*Your goal*. Your reply must contain exactly the lines running from the one with "Indicate the shingle" to the last line of the entries below, both included, and no other lines.

(Saved entries)
>>>

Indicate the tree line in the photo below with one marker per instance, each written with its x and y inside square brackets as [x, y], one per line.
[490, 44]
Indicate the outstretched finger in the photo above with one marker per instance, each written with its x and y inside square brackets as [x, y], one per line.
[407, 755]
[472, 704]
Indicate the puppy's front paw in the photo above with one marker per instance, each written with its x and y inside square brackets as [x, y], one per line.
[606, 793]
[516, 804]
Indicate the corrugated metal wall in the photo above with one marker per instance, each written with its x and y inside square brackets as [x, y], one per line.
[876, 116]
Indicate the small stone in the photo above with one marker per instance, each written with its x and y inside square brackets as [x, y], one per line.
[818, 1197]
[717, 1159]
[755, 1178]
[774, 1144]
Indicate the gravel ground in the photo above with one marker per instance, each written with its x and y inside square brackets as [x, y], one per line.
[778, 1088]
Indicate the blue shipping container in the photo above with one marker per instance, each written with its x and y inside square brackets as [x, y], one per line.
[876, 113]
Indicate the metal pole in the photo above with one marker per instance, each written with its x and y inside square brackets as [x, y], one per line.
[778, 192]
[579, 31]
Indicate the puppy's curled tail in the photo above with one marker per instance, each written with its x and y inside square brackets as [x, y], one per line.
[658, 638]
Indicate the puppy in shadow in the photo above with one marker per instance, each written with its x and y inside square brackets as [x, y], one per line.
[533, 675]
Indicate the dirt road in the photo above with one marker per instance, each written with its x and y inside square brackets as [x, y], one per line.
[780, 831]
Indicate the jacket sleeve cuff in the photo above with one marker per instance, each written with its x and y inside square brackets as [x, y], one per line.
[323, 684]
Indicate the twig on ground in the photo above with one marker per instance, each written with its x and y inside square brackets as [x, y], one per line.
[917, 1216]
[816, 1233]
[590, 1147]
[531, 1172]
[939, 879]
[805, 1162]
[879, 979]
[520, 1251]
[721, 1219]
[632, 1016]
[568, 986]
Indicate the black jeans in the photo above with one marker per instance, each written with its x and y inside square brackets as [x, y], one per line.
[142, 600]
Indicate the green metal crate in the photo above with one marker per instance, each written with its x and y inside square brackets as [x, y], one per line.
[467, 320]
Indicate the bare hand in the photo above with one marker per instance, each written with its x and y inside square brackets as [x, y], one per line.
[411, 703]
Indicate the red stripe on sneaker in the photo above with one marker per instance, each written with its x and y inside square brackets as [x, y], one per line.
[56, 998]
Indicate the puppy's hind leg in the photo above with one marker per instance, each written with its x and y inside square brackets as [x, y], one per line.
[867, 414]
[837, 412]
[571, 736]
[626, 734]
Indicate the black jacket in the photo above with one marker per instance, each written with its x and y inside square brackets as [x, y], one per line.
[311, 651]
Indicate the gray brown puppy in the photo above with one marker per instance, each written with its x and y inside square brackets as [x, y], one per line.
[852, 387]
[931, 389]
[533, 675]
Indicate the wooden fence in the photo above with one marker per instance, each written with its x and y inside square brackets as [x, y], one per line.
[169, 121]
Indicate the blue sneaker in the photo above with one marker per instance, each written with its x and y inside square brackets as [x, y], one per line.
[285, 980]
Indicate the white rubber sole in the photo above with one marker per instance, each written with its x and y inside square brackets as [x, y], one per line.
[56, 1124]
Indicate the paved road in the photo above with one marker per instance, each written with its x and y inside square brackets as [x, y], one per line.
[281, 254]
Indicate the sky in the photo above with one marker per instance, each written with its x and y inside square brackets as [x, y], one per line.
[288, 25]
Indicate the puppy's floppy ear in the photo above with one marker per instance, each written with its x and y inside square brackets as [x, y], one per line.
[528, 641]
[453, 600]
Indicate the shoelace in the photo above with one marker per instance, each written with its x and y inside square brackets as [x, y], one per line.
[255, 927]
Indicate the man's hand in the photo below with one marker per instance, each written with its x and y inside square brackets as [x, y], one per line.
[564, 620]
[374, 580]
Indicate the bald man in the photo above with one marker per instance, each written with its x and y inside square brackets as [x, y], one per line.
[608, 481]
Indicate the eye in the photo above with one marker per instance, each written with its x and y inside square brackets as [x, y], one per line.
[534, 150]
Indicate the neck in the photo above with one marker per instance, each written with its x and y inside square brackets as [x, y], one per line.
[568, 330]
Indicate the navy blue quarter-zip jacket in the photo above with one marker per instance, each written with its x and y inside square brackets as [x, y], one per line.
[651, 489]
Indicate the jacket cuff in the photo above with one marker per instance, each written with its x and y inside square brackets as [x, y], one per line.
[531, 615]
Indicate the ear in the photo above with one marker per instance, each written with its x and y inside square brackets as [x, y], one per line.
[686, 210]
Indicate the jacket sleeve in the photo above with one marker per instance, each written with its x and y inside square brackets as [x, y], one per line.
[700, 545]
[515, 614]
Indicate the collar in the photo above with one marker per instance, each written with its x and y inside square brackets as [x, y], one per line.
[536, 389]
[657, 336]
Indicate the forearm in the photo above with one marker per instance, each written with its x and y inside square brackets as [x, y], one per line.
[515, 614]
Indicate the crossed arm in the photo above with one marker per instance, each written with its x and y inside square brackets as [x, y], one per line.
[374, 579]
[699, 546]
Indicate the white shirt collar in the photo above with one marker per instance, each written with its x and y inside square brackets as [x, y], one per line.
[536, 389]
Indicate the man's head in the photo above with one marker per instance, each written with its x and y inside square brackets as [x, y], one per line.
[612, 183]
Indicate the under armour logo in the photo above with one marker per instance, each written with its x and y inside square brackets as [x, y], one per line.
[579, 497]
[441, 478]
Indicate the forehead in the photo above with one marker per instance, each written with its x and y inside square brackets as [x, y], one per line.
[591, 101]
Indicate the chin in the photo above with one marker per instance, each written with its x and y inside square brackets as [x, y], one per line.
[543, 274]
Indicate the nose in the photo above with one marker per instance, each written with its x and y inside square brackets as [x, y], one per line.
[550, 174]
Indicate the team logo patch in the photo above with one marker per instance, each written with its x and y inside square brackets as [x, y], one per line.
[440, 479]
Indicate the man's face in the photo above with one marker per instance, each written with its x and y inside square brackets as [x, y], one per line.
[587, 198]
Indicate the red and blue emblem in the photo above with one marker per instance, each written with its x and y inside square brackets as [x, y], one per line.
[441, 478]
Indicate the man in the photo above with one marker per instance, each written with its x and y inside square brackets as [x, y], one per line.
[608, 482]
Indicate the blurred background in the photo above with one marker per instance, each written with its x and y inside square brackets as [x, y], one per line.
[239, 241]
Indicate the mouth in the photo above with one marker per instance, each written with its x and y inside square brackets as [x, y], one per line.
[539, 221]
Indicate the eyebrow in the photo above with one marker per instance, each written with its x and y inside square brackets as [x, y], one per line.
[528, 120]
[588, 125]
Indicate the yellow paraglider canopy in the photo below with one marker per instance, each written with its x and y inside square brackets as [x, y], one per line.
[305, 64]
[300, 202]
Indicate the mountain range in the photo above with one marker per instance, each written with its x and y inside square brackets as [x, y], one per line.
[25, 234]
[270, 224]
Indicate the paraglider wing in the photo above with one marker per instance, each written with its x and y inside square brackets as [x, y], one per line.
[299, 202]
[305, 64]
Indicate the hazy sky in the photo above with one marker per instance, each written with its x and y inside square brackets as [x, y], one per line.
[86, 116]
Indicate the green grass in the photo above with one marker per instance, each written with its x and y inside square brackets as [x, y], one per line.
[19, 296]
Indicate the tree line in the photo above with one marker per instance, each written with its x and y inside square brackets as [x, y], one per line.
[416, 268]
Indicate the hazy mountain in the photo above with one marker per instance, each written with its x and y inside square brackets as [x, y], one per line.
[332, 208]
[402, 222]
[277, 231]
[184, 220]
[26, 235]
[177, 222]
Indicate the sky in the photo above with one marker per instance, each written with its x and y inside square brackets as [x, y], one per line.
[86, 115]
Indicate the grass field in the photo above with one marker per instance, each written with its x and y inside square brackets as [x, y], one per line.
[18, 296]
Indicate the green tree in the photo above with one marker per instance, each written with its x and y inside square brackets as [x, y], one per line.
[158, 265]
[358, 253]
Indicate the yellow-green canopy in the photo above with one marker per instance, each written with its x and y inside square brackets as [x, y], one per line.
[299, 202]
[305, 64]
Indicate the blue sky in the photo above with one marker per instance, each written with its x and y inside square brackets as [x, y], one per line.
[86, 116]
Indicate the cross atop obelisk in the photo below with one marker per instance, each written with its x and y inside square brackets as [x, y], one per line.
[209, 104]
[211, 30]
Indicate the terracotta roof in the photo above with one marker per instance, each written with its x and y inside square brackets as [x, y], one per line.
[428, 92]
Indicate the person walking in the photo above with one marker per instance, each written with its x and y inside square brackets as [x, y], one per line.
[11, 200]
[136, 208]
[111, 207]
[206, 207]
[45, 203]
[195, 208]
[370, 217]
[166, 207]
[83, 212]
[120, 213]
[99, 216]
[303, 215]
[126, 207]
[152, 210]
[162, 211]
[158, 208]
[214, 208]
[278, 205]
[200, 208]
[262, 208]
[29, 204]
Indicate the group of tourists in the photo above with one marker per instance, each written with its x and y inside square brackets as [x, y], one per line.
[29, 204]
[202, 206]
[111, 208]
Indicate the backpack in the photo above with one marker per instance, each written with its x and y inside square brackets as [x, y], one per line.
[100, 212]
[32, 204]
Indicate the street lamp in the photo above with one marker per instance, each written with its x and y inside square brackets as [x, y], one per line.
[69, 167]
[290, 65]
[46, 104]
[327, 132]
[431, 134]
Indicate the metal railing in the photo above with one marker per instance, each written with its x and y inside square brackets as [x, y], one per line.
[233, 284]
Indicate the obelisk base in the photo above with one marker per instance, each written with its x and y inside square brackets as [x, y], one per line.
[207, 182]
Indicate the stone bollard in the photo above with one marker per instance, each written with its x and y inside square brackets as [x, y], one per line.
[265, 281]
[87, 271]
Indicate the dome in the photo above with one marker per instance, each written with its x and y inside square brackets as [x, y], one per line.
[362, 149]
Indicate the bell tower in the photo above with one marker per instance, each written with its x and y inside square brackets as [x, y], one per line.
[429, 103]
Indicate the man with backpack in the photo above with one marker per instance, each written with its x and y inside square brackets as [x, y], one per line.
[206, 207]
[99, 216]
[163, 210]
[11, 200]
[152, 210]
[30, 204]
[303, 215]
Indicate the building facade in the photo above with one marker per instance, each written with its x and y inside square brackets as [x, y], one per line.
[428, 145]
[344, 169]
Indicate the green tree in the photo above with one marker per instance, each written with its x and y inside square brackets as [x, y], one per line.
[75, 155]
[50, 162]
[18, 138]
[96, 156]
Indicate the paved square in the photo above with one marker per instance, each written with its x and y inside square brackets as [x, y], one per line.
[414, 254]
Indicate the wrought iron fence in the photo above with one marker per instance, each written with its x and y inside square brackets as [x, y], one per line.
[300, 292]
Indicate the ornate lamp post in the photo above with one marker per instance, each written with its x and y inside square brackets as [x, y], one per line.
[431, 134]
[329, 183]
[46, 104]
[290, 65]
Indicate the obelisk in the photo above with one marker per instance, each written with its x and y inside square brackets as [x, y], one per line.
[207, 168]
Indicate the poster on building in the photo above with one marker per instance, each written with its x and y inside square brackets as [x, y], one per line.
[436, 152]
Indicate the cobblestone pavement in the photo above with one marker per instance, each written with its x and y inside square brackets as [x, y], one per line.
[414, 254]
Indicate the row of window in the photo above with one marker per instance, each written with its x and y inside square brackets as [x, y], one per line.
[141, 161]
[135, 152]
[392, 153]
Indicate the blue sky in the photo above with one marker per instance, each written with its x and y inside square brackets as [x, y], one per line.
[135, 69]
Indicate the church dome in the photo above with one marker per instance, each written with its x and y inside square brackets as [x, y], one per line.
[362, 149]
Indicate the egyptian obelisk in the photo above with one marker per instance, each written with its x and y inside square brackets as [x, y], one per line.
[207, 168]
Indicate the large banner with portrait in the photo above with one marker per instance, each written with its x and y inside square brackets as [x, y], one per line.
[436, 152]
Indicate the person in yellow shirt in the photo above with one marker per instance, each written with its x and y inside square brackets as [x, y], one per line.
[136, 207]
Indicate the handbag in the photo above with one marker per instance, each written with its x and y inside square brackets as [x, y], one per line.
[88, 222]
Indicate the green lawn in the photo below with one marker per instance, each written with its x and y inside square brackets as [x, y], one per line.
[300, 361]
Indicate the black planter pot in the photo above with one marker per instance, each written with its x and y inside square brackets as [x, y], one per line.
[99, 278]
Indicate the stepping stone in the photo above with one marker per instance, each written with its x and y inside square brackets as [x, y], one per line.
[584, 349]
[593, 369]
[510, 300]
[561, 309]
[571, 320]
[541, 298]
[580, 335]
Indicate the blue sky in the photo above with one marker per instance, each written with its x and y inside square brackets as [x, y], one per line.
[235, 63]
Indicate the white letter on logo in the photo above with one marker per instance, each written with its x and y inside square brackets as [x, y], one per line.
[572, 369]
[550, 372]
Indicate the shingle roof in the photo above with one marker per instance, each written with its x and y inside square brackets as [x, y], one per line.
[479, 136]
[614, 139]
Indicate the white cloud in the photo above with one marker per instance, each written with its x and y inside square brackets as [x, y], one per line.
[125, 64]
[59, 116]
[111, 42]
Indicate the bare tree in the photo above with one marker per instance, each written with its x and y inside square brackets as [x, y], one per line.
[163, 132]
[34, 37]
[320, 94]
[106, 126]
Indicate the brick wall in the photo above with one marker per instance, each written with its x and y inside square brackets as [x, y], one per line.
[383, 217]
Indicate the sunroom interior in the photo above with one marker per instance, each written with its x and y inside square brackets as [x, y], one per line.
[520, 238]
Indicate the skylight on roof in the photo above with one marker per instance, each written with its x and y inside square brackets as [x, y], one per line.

<<<

*Solution to the problem*.
Indicate the shingle roof in the photo above with one marker per instance, each written with its x and y inside square brackets as [x, y], one per line.
[479, 136]
[614, 139]
Indicate the white cloud in the photo above with one marker per instance, each written with its x and y inside square brackets as [x, y], one per line.
[125, 64]
[59, 116]
[111, 42]
Indicate the bare tree in the photo above with one marker per instance, each written with its x and y inside square brackets as [x, y], one per line.
[163, 132]
[34, 37]
[320, 94]
[106, 126]
Indicate the brick wall in the photo above with one marker per instance, each written with its x and y inside square brackets as [x, y], one per line.
[383, 217]
Indicate the sunroom interior in the photo above with one marker per instance, each written with its x and y inside square brackets as [x, y], one per line.
[520, 238]
Indicate the skylight on roof in the photo above with one marker per instance, each written with its x and y inside square brackets as [x, y], one per line.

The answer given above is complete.